━━ Record excerpts ━━

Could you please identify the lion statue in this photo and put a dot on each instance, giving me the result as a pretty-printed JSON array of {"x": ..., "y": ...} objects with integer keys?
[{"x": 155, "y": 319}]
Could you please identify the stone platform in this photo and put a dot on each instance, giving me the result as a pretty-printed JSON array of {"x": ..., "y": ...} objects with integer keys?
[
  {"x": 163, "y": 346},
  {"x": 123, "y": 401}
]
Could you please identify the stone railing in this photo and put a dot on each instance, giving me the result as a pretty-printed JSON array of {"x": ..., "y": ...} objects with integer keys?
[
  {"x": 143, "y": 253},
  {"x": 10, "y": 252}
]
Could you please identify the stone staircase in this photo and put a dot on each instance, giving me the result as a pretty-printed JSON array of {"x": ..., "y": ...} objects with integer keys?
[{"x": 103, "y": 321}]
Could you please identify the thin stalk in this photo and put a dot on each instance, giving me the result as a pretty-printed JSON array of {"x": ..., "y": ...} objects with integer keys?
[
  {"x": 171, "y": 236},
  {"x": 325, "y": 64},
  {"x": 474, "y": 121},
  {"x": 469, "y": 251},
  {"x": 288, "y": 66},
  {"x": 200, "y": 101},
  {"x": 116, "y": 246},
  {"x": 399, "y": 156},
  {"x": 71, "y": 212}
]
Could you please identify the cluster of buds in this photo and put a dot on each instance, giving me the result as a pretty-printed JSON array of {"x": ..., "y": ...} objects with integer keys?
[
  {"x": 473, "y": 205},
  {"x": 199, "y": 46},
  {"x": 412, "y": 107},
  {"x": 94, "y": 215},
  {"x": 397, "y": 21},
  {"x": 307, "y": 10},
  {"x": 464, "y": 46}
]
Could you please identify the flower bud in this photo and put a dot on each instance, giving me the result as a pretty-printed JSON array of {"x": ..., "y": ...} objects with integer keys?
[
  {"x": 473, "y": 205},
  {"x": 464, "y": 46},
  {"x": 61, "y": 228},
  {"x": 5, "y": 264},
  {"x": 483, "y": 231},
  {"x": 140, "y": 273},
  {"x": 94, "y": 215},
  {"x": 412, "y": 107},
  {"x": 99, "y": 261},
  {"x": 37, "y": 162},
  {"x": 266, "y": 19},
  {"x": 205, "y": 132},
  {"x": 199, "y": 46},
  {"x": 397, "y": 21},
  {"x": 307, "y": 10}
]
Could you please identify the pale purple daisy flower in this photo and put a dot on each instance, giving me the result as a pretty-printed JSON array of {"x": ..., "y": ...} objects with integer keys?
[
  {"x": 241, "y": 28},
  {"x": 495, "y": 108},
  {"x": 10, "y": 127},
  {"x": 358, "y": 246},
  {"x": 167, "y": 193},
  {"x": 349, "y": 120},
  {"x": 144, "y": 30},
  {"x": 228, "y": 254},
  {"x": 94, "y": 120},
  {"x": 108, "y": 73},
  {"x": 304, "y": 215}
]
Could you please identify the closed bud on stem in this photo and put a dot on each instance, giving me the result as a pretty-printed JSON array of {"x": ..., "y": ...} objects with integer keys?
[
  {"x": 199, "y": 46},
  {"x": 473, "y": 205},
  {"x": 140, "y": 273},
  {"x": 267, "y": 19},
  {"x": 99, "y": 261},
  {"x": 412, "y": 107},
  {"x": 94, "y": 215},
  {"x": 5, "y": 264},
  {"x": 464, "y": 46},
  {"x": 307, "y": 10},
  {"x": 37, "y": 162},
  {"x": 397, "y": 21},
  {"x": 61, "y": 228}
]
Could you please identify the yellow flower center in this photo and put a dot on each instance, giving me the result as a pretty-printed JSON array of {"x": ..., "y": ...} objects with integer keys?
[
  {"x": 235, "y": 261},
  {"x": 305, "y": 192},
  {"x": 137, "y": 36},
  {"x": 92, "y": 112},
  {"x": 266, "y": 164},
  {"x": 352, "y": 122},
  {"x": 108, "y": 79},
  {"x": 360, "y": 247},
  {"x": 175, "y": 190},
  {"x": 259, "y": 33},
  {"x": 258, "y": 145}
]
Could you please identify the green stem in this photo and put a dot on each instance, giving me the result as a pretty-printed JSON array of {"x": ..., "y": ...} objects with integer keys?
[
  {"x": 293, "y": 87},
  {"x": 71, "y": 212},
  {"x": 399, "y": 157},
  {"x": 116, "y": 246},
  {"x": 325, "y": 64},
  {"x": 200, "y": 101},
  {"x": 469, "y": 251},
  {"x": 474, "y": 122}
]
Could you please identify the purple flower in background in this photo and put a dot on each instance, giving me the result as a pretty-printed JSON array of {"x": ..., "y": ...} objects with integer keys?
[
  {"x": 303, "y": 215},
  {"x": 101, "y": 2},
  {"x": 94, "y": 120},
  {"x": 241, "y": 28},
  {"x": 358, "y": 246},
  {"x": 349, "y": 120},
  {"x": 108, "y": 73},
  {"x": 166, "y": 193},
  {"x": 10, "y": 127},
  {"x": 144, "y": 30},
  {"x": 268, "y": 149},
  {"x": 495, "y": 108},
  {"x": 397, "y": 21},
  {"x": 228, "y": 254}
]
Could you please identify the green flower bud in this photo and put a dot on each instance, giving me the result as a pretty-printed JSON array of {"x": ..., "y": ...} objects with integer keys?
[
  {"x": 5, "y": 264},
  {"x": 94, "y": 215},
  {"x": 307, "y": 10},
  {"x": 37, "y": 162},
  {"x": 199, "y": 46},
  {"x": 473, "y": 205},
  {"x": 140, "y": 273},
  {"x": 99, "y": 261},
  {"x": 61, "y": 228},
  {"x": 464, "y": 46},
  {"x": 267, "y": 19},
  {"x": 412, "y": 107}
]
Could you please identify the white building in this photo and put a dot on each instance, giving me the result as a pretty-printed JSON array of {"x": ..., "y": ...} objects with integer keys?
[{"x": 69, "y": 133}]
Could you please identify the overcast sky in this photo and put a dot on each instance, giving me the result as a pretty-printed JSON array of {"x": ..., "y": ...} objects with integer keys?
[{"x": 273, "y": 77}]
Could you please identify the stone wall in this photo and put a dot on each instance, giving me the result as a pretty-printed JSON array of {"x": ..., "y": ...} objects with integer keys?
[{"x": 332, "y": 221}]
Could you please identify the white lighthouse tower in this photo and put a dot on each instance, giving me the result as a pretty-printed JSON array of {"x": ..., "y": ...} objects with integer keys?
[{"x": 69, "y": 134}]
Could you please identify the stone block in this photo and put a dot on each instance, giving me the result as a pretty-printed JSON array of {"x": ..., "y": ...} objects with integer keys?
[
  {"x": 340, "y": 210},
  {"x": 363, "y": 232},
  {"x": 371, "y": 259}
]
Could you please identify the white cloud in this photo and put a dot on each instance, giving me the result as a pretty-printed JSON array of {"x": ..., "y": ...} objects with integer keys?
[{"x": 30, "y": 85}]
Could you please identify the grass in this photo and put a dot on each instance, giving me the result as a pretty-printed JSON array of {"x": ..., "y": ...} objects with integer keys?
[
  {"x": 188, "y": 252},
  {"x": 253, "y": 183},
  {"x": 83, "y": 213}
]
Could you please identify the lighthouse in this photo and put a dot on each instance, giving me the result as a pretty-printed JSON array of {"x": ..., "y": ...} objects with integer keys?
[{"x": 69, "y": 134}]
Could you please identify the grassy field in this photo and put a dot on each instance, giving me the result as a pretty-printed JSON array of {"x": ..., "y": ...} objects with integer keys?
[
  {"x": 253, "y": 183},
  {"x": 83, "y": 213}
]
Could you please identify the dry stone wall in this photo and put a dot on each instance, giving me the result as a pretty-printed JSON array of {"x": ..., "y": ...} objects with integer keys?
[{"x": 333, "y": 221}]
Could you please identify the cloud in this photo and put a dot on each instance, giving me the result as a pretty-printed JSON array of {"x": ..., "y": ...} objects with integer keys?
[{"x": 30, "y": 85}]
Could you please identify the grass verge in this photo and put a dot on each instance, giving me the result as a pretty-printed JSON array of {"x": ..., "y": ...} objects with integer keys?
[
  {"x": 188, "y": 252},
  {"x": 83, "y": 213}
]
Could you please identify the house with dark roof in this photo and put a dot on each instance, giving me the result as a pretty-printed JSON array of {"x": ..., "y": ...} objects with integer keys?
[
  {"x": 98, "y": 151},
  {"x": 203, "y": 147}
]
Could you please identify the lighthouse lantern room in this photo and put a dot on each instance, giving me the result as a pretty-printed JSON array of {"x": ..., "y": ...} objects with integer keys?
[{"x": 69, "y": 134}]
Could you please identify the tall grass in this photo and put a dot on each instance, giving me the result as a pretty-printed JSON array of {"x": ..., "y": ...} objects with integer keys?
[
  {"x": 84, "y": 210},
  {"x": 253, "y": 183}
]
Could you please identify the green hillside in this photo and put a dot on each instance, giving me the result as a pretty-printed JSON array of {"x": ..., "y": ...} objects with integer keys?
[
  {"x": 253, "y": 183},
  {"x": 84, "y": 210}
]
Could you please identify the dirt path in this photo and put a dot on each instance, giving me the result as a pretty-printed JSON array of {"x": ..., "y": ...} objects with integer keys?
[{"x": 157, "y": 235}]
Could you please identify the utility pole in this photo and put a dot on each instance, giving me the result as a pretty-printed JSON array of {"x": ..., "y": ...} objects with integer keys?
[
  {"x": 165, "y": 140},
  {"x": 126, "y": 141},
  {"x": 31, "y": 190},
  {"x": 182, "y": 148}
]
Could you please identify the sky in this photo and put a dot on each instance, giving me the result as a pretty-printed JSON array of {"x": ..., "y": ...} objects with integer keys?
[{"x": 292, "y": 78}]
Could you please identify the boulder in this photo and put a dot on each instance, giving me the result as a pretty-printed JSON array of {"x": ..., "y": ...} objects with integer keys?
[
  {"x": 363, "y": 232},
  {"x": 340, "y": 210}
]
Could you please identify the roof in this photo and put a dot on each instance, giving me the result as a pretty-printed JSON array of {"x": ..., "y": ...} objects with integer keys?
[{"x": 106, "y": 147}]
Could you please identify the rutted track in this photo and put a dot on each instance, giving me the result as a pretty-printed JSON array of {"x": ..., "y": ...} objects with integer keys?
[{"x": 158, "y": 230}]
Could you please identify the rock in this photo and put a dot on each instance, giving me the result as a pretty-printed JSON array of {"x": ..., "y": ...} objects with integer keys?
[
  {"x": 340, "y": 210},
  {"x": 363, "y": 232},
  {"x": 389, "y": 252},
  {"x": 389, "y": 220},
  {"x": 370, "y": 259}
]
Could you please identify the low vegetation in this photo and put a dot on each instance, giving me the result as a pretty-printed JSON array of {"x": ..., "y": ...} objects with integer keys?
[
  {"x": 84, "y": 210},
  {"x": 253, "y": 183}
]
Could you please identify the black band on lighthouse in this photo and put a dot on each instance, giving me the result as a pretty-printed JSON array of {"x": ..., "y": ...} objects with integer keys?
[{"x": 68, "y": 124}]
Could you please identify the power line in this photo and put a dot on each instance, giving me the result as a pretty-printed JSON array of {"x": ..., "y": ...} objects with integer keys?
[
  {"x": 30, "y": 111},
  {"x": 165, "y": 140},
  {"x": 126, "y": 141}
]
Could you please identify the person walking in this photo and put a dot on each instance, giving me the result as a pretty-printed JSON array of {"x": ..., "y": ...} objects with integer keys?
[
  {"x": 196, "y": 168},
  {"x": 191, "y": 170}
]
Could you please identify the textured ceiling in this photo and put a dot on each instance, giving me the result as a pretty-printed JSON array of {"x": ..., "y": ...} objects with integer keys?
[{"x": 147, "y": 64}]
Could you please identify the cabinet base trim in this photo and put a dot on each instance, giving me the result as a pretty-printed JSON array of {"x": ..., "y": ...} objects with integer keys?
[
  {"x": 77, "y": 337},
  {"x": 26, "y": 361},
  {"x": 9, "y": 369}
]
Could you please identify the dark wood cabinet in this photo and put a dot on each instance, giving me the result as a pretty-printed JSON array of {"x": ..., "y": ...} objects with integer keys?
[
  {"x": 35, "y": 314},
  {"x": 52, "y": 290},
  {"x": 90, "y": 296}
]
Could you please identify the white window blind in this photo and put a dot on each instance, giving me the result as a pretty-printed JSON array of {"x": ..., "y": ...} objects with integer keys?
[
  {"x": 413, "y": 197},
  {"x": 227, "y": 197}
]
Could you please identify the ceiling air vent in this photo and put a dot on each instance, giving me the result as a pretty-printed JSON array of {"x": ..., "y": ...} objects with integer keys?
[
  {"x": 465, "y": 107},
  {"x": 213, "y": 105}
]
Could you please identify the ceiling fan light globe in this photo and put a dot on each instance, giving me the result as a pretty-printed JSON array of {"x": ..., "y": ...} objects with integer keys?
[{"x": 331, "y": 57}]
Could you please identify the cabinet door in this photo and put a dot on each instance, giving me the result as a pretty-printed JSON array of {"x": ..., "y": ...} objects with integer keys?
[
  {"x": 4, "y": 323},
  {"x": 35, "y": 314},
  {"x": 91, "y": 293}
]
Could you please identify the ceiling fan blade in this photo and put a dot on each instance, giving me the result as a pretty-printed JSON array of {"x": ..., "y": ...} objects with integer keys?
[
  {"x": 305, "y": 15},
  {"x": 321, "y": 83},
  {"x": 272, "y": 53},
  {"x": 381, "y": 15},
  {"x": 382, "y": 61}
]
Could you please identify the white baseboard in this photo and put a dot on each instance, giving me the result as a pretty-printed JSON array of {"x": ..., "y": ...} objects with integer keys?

━━━

• **Task objective**
What is needed is an exact copy of the line containing "Could you please identify the ceiling air" and each line after it, through the final line of the entries above.

• **Answer below**
Could you please identify the ceiling air vent in this photo and put a dot on each instance, giving me the result as a pretty-printed JSON array of {"x": ..., "y": ...} objects with integer keys?
[
  {"x": 465, "y": 107},
  {"x": 213, "y": 105}
]
Could you please identify the ceiling fan light globe in this photo and put a dot on each instance, giving me the result as a pretty-printed JSON array of {"x": ..., "y": ...} objects with integer keys?
[{"x": 331, "y": 57}]
Could you please identify the cabinet door in this photo and put a dot on each instance, giving me the result as a pretty-printed JSON array of {"x": ..., "y": ...} objects with integer keys?
[
  {"x": 4, "y": 323},
  {"x": 35, "y": 314},
  {"x": 91, "y": 293}
]
Could you please identify the ceiling fan blade in this photo and put a dot on each instance, giving me the result as a pretty-printed JSON array of {"x": ..., "y": ...} objects with integer keys?
[
  {"x": 305, "y": 15},
  {"x": 321, "y": 83},
  {"x": 272, "y": 53},
  {"x": 381, "y": 15},
  {"x": 382, "y": 61}
]
Could you please identify the white baseboard in this photo and put a dot on each instance, giving me the result as a pretty-printed JSON array of {"x": ..., "y": ...} objects with integer keys?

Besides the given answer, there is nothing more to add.